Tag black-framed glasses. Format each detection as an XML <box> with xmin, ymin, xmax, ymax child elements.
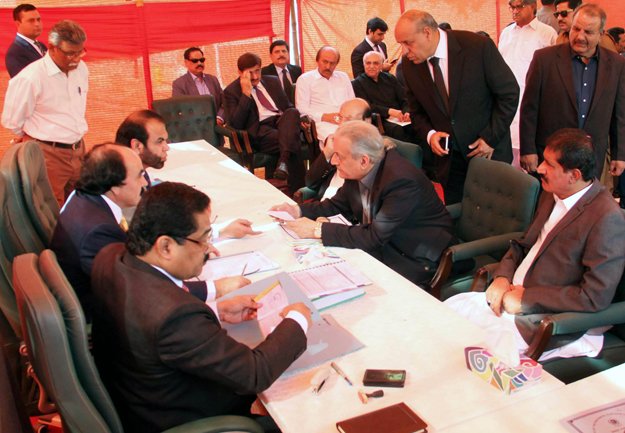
<box><xmin>553</xmin><ymin>9</ymin><xmax>573</xmax><ymax>18</ymax></box>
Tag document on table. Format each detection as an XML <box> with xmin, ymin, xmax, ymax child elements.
<box><xmin>200</xmin><ymin>251</ymin><xmax>280</xmax><ymax>281</ymax></box>
<box><xmin>561</xmin><ymin>399</ymin><xmax>625</xmax><ymax>433</ymax></box>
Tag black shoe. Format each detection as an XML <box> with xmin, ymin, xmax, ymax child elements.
<box><xmin>273</xmin><ymin>162</ymin><xmax>289</xmax><ymax>180</ymax></box>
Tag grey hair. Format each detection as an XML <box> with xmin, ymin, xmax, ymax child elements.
<box><xmin>48</xmin><ymin>20</ymin><xmax>87</xmax><ymax>47</ymax></box>
<box><xmin>334</xmin><ymin>120</ymin><xmax>384</xmax><ymax>164</ymax></box>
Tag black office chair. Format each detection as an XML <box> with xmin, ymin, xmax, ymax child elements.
<box><xmin>13</xmin><ymin>250</ymin><xmax>263</xmax><ymax>433</ymax></box>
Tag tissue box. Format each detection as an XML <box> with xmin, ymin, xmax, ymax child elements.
<box><xmin>464</xmin><ymin>347</ymin><xmax>543</xmax><ymax>394</ymax></box>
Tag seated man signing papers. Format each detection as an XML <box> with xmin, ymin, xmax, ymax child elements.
<box><xmin>272</xmin><ymin>120</ymin><xmax>454</xmax><ymax>284</ymax></box>
<box><xmin>92</xmin><ymin>182</ymin><xmax>310</xmax><ymax>432</ymax></box>
<box><xmin>445</xmin><ymin>129</ymin><xmax>625</xmax><ymax>360</ymax></box>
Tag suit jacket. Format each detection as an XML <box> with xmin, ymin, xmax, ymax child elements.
<box><xmin>352</xmin><ymin>72</ymin><xmax>408</xmax><ymax>119</ymax></box>
<box><xmin>493</xmin><ymin>181</ymin><xmax>625</xmax><ymax>346</ymax></box>
<box><xmin>171</xmin><ymin>72</ymin><xmax>225</xmax><ymax>119</ymax></box>
<box><xmin>401</xmin><ymin>30</ymin><xmax>519</xmax><ymax>178</ymax></box>
<box><xmin>4</xmin><ymin>36</ymin><xmax>48</xmax><ymax>78</ymax></box>
<box><xmin>50</xmin><ymin>191</ymin><xmax>126</xmax><ymax>318</ymax></box>
<box><xmin>224</xmin><ymin>75</ymin><xmax>293</xmax><ymax>137</ymax></box>
<box><xmin>520</xmin><ymin>44</ymin><xmax>625</xmax><ymax>175</ymax></box>
<box><xmin>300</xmin><ymin>149</ymin><xmax>454</xmax><ymax>280</ymax></box>
<box><xmin>92</xmin><ymin>244</ymin><xmax>306</xmax><ymax>432</ymax></box>
<box><xmin>261</xmin><ymin>63</ymin><xmax>302</xmax><ymax>84</ymax></box>
<box><xmin>352</xmin><ymin>38</ymin><xmax>388</xmax><ymax>78</ymax></box>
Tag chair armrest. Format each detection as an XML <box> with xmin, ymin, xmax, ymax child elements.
<box><xmin>446</xmin><ymin>203</ymin><xmax>462</xmax><ymax>221</ymax></box>
<box><xmin>526</xmin><ymin>302</ymin><xmax>625</xmax><ymax>360</ymax></box>
<box><xmin>163</xmin><ymin>415</ymin><xmax>264</xmax><ymax>433</ymax></box>
<box><xmin>449</xmin><ymin>232</ymin><xmax>523</xmax><ymax>262</ymax></box>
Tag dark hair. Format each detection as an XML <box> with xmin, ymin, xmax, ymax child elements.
<box><xmin>184</xmin><ymin>47</ymin><xmax>204</xmax><ymax>60</ymax></box>
<box><xmin>76</xmin><ymin>143</ymin><xmax>127</xmax><ymax>195</ymax></box>
<box><xmin>237</xmin><ymin>53</ymin><xmax>262</xmax><ymax>72</ymax></box>
<box><xmin>13</xmin><ymin>3</ymin><xmax>37</xmax><ymax>21</ymax></box>
<box><xmin>115</xmin><ymin>110</ymin><xmax>165</xmax><ymax>147</ymax></box>
<box><xmin>547</xmin><ymin>128</ymin><xmax>597</xmax><ymax>181</ymax></box>
<box><xmin>269</xmin><ymin>39</ymin><xmax>289</xmax><ymax>54</ymax></box>
<box><xmin>126</xmin><ymin>182</ymin><xmax>210</xmax><ymax>256</ymax></box>
<box><xmin>367</xmin><ymin>17</ymin><xmax>388</xmax><ymax>33</ymax></box>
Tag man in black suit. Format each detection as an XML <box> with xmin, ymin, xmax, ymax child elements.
<box><xmin>171</xmin><ymin>47</ymin><xmax>224</xmax><ymax>126</ymax></box>
<box><xmin>395</xmin><ymin>9</ymin><xmax>519</xmax><ymax>204</ymax></box>
<box><xmin>224</xmin><ymin>53</ymin><xmax>304</xmax><ymax>192</ymax></box>
<box><xmin>92</xmin><ymin>182</ymin><xmax>310</xmax><ymax>433</ymax></box>
<box><xmin>352</xmin><ymin>17</ymin><xmax>393</xmax><ymax>78</ymax></box>
<box><xmin>272</xmin><ymin>120</ymin><xmax>454</xmax><ymax>284</ymax></box>
<box><xmin>261</xmin><ymin>39</ymin><xmax>302</xmax><ymax>104</ymax></box>
<box><xmin>4</xmin><ymin>3</ymin><xmax>48</xmax><ymax>78</ymax></box>
<box><xmin>352</xmin><ymin>51</ymin><xmax>416</xmax><ymax>142</ymax></box>
<box><xmin>520</xmin><ymin>4</ymin><xmax>625</xmax><ymax>177</ymax></box>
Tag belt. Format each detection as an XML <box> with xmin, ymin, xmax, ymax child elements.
<box><xmin>34</xmin><ymin>138</ymin><xmax>82</xmax><ymax>150</ymax></box>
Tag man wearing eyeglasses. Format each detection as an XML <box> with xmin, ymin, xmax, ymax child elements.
<box><xmin>171</xmin><ymin>47</ymin><xmax>224</xmax><ymax>126</ymax></box>
<box><xmin>2</xmin><ymin>20</ymin><xmax>89</xmax><ymax>204</ymax></box>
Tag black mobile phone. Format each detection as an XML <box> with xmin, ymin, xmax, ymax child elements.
<box><xmin>362</xmin><ymin>369</ymin><xmax>406</xmax><ymax>388</ymax></box>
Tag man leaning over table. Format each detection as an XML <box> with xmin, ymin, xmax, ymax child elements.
<box><xmin>92</xmin><ymin>182</ymin><xmax>310</xmax><ymax>433</ymax></box>
<box><xmin>272</xmin><ymin>121</ymin><xmax>454</xmax><ymax>284</ymax></box>
<box><xmin>115</xmin><ymin>110</ymin><xmax>259</xmax><ymax>242</ymax></box>
<box><xmin>2</xmin><ymin>20</ymin><xmax>89</xmax><ymax>205</ymax></box>
<box><xmin>445</xmin><ymin>129</ymin><xmax>625</xmax><ymax>360</ymax></box>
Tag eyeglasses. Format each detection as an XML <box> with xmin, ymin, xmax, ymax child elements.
<box><xmin>553</xmin><ymin>9</ymin><xmax>573</xmax><ymax>18</ymax></box>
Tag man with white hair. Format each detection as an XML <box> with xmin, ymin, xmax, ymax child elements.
<box><xmin>272</xmin><ymin>120</ymin><xmax>454</xmax><ymax>284</ymax></box>
<box><xmin>2</xmin><ymin>20</ymin><xmax>89</xmax><ymax>204</ymax></box>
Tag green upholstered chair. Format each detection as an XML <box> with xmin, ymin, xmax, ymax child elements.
<box><xmin>17</xmin><ymin>141</ymin><xmax>59</xmax><ymax>246</ymax></box>
<box><xmin>13</xmin><ymin>250</ymin><xmax>263</xmax><ymax>433</ymax></box>
<box><xmin>430</xmin><ymin>158</ymin><xmax>540</xmax><ymax>300</ymax></box>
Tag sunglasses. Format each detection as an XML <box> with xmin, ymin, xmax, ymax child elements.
<box><xmin>553</xmin><ymin>9</ymin><xmax>573</xmax><ymax>18</ymax></box>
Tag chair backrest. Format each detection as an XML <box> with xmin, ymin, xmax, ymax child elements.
<box><xmin>17</xmin><ymin>141</ymin><xmax>59</xmax><ymax>246</ymax></box>
<box><xmin>384</xmin><ymin>136</ymin><xmax>423</xmax><ymax>168</ymax></box>
<box><xmin>152</xmin><ymin>95</ymin><xmax>220</xmax><ymax>147</ymax></box>
<box><xmin>456</xmin><ymin>158</ymin><xmax>540</xmax><ymax>242</ymax></box>
<box><xmin>13</xmin><ymin>251</ymin><xmax>123</xmax><ymax>433</ymax></box>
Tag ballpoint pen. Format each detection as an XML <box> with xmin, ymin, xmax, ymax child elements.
<box><xmin>330</xmin><ymin>362</ymin><xmax>354</xmax><ymax>386</ymax></box>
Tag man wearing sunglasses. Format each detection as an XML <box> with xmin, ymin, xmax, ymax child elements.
<box><xmin>171</xmin><ymin>47</ymin><xmax>224</xmax><ymax>126</ymax></box>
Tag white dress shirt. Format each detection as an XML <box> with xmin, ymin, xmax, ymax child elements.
<box><xmin>2</xmin><ymin>52</ymin><xmax>89</xmax><ymax>143</ymax></box>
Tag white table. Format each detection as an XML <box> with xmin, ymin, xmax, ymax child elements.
<box><xmin>157</xmin><ymin>141</ymin><xmax>563</xmax><ymax>433</ymax></box>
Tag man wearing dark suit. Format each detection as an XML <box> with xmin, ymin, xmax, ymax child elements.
<box><xmin>395</xmin><ymin>9</ymin><xmax>519</xmax><ymax>204</ymax></box>
<box><xmin>352</xmin><ymin>51</ymin><xmax>416</xmax><ymax>142</ymax></box>
<box><xmin>171</xmin><ymin>47</ymin><xmax>224</xmax><ymax>126</ymax></box>
<box><xmin>92</xmin><ymin>182</ymin><xmax>310</xmax><ymax>433</ymax></box>
<box><xmin>261</xmin><ymin>39</ymin><xmax>302</xmax><ymax>104</ymax></box>
<box><xmin>4</xmin><ymin>3</ymin><xmax>48</xmax><ymax>78</ymax></box>
<box><xmin>521</xmin><ymin>4</ymin><xmax>625</xmax><ymax>176</ymax></box>
<box><xmin>352</xmin><ymin>17</ymin><xmax>393</xmax><ymax>78</ymax></box>
<box><xmin>224</xmin><ymin>53</ymin><xmax>304</xmax><ymax>192</ymax></box>
<box><xmin>273</xmin><ymin>121</ymin><xmax>454</xmax><ymax>284</ymax></box>
<box><xmin>446</xmin><ymin>128</ymin><xmax>625</xmax><ymax>349</ymax></box>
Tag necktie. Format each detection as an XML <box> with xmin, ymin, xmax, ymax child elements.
<box><xmin>119</xmin><ymin>216</ymin><xmax>128</xmax><ymax>233</ymax></box>
<box><xmin>254</xmin><ymin>87</ymin><xmax>278</xmax><ymax>113</ymax></box>
<box><xmin>282</xmin><ymin>68</ymin><xmax>293</xmax><ymax>102</ymax></box>
<box><xmin>430</xmin><ymin>57</ymin><xmax>449</xmax><ymax>113</ymax></box>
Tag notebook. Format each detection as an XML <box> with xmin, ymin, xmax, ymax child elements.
<box><xmin>336</xmin><ymin>402</ymin><xmax>428</xmax><ymax>433</ymax></box>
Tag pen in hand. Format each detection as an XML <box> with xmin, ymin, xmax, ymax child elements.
<box><xmin>330</xmin><ymin>362</ymin><xmax>354</xmax><ymax>386</ymax></box>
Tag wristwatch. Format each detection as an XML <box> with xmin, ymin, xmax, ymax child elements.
<box><xmin>313</xmin><ymin>223</ymin><xmax>323</xmax><ymax>239</ymax></box>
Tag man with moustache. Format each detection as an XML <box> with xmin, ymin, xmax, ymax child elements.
<box><xmin>4</xmin><ymin>3</ymin><xmax>48</xmax><ymax>78</ymax></box>
<box><xmin>2</xmin><ymin>20</ymin><xmax>89</xmax><ymax>205</ymax></box>
<box><xmin>92</xmin><ymin>182</ymin><xmax>311</xmax><ymax>433</ymax></box>
<box><xmin>171</xmin><ymin>47</ymin><xmax>224</xmax><ymax>126</ymax></box>
<box><xmin>520</xmin><ymin>4</ymin><xmax>625</xmax><ymax>176</ymax></box>
<box><xmin>261</xmin><ymin>39</ymin><xmax>302</xmax><ymax>104</ymax></box>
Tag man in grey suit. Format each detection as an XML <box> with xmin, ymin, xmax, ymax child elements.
<box><xmin>446</xmin><ymin>128</ymin><xmax>625</xmax><ymax>358</ymax></box>
<box><xmin>171</xmin><ymin>47</ymin><xmax>224</xmax><ymax>126</ymax></box>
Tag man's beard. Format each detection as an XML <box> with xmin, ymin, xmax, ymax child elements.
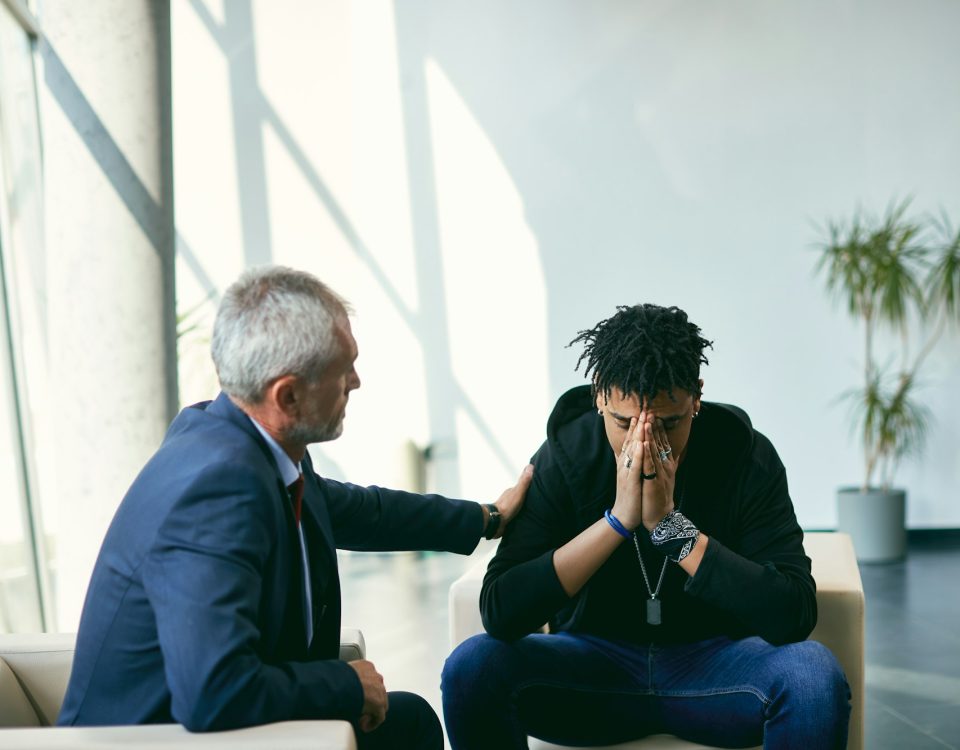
<box><xmin>287</xmin><ymin>416</ymin><xmax>343</xmax><ymax>445</ymax></box>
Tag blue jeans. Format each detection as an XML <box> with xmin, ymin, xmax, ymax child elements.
<box><xmin>441</xmin><ymin>633</ymin><xmax>850</xmax><ymax>750</ymax></box>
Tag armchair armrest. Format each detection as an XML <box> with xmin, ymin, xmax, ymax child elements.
<box><xmin>340</xmin><ymin>628</ymin><xmax>367</xmax><ymax>661</ymax></box>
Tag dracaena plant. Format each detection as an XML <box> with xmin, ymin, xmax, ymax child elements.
<box><xmin>817</xmin><ymin>200</ymin><xmax>960</xmax><ymax>491</ymax></box>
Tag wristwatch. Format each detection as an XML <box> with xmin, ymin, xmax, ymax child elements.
<box><xmin>483</xmin><ymin>503</ymin><xmax>501</xmax><ymax>539</ymax></box>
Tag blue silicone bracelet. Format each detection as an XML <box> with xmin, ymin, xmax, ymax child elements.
<box><xmin>603</xmin><ymin>510</ymin><xmax>633</xmax><ymax>539</ymax></box>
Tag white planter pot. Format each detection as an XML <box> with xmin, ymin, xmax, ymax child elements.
<box><xmin>837</xmin><ymin>487</ymin><xmax>907</xmax><ymax>563</ymax></box>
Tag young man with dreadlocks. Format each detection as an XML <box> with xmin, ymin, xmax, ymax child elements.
<box><xmin>442</xmin><ymin>304</ymin><xmax>850</xmax><ymax>750</ymax></box>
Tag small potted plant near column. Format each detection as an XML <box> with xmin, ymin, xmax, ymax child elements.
<box><xmin>817</xmin><ymin>201</ymin><xmax>960</xmax><ymax>562</ymax></box>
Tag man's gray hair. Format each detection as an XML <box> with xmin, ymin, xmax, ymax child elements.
<box><xmin>210</xmin><ymin>266</ymin><xmax>349</xmax><ymax>404</ymax></box>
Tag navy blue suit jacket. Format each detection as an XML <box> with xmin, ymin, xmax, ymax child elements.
<box><xmin>58</xmin><ymin>394</ymin><xmax>483</xmax><ymax>731</ymax></box>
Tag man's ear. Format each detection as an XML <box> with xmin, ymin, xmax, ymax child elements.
<box><xmin>264</xmin><ymin>375</ymin><xmax>300</xmax><ymax>418</ymax></box>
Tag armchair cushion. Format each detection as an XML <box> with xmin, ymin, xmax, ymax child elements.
<box><xmin>0</xmin><ymin>628</ymin><xmax>366</xmax><ymax>750</ymax></box>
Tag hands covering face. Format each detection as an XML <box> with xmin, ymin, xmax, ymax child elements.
<box><xmin>612</xmin><ymin>409</ymin><xmax>677</xmax><ymax>531</ymax></box>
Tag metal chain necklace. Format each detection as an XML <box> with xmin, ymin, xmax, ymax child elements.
<box><xmin>633</xmin><ymin>476</ymin><xmax>683</xmax><ymax>625</ymax></box>
<box><xmin>633</xmin><ymin>531</ymin><xmax>667</xmax><ymax>625</ymax></box>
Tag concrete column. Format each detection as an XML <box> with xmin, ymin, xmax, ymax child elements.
<box><xmin>38</xmin><ymin>0</ymin><xmax>177</xmax><ymax>629</ymax></box>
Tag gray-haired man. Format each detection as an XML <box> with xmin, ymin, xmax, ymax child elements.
<box><xmin>59</xmin><ymin>267</ymin><xmax>531</xmax><ymax>750</ymax></box>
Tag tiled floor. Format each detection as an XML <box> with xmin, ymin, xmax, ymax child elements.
<box><xmin>340</xmin><ymin>531</ymin><xmax>960</xmax><ymax>750</ymax></box>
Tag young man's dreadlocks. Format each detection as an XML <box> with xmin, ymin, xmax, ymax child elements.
<box><xmin>568</xmin><ymin>304</ymin><xmax>713</xmax><ymax>401</ymax></box>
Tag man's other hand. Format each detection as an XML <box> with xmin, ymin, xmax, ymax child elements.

════

* [TASK DESCRIPTION]: Output a JSON list of strings that holds every line from the one containing "Tag metal chain" through the last line of the records. Give one string per line and leave out any blank lines.

* [IN RESPONSE]:
[
  "Tag metal chain necklace. Format each detection as an XML <box> with xmin, ymin, xmax, ymax child elements.",
  "<box><xmin>633</xmin><ymin>476</ymin><xmax>683</xmax><ymax>625</ymax></box>",
  "<box><xmin>633</xmin><ymin>531</ymin><xmax>667</xmax><ymax>625</ymax></box>",
  "Tag concrete column. Format each detection as an XML <box> with xmin, ymin, xmax, ymax child elements.",
  "<box><xmin>38</xmin><ymin>0</ymin><xmax>177</xmax><ymax>629</ymax></box>",
  "Tag gray-haired man. Format each detection as an XML <box> with xmin, ymin, xmax, ymax child elements.",
  "<box><xmin>59</xmin><ymin>267</ymin><xmax>531</xmax><ymax>750</ymax></box>",
  "Tag tiled floor. Format each detection as an XML <box> with xmin, ymin, xmax, ymax child elements.",
  "<box><xmin>340</xmin><ymin>531</ymin><xmax>960</xmax><ymax>750</ymax></box>",
  "Tag young man's dreadlocks. Format each detection as an XML <box> with xmin, ymin, xmax, ymax child elements.",
  "<box><xmin>568</xmin><ymin>304</ymin><xmax>713</xmax><ymax>401</ymax></box>",
  "Tag man's other hand. Format each detection as an XML <box> with xmin, ymin, xmax, ymax child elements."
]